ACTION ITEM:
Send each entry back exactly as given, pictures excluded.

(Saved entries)
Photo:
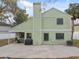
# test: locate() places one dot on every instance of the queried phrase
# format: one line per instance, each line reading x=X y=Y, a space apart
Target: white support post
x=24 y=37
x=8 y=41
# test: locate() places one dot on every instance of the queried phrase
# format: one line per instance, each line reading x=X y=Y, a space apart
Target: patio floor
x=41 y=51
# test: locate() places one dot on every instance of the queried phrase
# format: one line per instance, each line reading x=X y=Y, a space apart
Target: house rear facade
x=49 y=27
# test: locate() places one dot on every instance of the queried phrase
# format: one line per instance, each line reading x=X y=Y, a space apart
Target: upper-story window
x=59 y=21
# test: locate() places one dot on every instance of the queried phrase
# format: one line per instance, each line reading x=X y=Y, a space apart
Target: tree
x=7 y=6
x=20 y=17
x=73 y=10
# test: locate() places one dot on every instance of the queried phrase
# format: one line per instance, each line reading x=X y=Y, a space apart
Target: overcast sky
x=46 y=4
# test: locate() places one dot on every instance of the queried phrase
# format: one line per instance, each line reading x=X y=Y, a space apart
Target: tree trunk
x=72 y=30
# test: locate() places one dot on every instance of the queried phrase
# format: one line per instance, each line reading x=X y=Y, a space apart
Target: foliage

RESPONSE BELOW:
Photo:
# test: locate() places one dot on every instance of the queried phrase
# format: one line per instance, each line reading x=X y=Y, a space apart
Target: white support post
x=24 y=37
x=8 y=41
# test: locate() places one dot on every instance of the queried phrase
# format: one line per instance, each line reading x=X y=Y, a space apart
Target: patio floor
x=41 y=51
# test: locate() places one dot on every instance of the queried phrase
# format: one line per instance, each line reading x=X y=Y, a space apart
Target: house rear facade
x=49 y=27
# test: locate() places one dot on every instance of the queried phrase
# format: one line per instance, each line reading x=X y=Y, a space apart
Target: upper-story window
x=59 y=21
# test: locate() places one dot on every instance of the queried phrase
# format: one line per instance, each line reading x=X y=Y, a space apart
Target: tree
x=7 y=6
x=20 y=17
x=73 y=10
# test: locate() places one dot on every instance of the queried phrase
# format: one line per instance, each line reading x=X y=Y, a space apart
Target: overcast sky
x=46 y=4
# test: locate() places one dot on every instance of the queried phrase
# format: one line per instance, each line reading x=X y=Y, a space apart
Target: tree trunk
x=72 y=30
# test: locate() places one dot on every instance of the queried phrase
# format: one line per instance, each line reading x=X y=Y, a space apart
Target: foliage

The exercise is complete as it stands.